Count the lines in the listing below that contain the word "white". Reply with the number alone.

═════ Input for this task ═════

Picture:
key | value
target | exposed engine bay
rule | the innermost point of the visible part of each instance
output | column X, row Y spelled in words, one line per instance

═════
═════ Input for this task ═════

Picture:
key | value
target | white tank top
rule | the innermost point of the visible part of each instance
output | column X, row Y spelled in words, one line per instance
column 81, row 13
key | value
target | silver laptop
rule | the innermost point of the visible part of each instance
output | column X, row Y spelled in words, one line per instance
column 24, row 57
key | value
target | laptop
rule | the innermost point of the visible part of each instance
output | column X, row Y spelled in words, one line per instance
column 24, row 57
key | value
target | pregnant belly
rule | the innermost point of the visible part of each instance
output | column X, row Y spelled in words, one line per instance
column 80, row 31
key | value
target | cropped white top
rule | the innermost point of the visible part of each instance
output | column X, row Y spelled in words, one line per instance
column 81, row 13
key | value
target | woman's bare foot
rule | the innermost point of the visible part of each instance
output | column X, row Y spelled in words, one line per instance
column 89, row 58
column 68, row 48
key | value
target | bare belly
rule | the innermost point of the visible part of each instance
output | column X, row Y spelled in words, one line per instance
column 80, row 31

═════

Result of the task: 2